━━━━━ STORED DATA ━━━━━

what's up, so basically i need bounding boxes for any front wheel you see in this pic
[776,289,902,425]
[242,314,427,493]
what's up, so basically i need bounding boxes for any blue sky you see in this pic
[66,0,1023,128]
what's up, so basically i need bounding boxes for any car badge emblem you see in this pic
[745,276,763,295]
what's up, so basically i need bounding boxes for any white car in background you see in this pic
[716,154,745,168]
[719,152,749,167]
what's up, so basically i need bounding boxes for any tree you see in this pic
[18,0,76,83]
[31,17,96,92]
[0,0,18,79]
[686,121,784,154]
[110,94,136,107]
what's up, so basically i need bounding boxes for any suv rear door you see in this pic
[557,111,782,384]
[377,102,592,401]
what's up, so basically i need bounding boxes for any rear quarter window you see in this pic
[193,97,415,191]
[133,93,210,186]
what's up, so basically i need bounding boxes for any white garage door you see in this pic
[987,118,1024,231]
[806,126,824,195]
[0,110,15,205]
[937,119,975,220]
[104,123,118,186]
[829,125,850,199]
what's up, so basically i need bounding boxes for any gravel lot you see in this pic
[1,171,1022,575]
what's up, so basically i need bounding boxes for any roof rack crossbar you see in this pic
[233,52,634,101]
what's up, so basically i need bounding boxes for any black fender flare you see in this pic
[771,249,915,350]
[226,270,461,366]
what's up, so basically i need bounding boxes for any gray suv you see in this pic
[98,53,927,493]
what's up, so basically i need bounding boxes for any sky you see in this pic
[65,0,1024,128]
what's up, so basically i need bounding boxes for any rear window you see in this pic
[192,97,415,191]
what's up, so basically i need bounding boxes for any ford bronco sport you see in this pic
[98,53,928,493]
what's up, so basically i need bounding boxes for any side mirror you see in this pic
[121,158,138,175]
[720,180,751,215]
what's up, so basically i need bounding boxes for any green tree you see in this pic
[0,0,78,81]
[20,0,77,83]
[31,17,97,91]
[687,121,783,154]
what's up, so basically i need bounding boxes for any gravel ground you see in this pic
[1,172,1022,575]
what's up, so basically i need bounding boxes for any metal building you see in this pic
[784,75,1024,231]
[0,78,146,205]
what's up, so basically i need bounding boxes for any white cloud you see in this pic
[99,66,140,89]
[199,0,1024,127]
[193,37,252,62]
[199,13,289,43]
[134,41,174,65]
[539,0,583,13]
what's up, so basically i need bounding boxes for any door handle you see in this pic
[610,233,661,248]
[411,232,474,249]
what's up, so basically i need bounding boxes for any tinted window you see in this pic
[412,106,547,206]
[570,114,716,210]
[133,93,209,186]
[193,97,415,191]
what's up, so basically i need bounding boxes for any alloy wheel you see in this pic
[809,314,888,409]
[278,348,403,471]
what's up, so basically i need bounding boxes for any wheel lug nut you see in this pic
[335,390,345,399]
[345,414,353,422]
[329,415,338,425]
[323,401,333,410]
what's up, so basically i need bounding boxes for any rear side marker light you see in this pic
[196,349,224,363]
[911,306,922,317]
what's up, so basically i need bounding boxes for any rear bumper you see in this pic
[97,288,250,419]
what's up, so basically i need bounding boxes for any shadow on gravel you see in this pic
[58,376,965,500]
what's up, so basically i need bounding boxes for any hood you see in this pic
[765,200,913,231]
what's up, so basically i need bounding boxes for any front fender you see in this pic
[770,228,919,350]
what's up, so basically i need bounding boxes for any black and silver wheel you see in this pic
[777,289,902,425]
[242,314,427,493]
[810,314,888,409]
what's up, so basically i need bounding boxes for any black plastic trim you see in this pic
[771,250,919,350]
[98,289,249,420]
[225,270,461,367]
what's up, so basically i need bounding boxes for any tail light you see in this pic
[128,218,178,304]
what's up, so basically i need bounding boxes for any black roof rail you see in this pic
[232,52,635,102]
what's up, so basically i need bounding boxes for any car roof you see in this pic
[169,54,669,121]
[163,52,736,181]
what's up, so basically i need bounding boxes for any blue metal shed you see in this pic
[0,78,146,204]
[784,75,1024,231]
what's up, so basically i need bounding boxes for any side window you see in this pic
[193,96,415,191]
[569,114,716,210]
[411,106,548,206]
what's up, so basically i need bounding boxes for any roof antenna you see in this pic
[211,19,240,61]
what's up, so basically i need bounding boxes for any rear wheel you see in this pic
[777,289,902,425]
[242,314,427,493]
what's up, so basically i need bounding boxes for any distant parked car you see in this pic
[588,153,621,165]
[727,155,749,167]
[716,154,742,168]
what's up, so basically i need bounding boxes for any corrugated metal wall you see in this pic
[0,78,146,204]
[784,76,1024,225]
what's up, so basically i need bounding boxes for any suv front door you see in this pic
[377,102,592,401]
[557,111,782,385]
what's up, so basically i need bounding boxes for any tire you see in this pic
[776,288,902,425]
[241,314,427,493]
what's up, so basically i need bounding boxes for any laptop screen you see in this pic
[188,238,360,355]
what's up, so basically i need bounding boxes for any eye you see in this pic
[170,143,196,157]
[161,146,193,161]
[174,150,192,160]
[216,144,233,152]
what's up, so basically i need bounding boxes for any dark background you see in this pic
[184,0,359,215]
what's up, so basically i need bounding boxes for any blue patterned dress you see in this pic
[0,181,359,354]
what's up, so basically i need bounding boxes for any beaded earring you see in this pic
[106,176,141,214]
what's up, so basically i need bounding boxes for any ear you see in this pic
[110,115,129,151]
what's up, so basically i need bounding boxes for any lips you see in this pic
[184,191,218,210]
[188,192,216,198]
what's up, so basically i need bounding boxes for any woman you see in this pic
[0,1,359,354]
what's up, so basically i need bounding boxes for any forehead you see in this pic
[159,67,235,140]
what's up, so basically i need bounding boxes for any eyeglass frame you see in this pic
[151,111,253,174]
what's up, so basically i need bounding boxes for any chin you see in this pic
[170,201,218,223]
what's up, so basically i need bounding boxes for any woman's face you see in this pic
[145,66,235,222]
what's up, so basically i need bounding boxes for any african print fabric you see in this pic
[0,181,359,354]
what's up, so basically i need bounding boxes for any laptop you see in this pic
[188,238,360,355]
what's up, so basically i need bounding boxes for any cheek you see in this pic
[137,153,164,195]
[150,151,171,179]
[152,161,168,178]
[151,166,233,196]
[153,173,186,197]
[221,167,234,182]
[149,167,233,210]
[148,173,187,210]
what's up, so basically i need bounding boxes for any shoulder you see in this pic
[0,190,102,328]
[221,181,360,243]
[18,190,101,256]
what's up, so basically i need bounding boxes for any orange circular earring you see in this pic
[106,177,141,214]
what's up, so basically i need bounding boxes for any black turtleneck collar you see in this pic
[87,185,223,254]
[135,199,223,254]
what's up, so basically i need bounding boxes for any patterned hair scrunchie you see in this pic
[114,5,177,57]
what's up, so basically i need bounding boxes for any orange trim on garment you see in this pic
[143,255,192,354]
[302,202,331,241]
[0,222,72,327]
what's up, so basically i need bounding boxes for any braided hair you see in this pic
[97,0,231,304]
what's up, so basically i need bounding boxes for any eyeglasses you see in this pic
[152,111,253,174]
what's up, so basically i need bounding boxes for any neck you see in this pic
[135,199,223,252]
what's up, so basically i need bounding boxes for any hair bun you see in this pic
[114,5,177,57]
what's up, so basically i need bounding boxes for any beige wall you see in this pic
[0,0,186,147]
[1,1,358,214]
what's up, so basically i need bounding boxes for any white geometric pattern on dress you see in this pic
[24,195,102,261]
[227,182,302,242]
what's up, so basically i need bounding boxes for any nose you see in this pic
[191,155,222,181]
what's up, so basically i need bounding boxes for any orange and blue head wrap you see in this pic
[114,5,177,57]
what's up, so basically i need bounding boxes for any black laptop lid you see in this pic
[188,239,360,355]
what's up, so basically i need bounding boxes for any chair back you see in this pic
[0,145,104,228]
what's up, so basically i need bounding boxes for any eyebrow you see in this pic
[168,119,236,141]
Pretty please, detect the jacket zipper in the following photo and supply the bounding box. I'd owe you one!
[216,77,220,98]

━━━━━

WHAT NEEDS TO BE DONE - In the entries above, copy the lines from the one that contains "what's up, so basically i need bounding boxes for any eyebrow" through the last line, exactly as they appear.

EXERCISE OUTPUT -
what's up, so basically i need bounding boxes for any eyebrow you see in this pic
[168,119,236,141]
Pretty please, detect the jacket zipper in the following photo and supply the bounding box. I'd owe you one!
[216,77,220,98]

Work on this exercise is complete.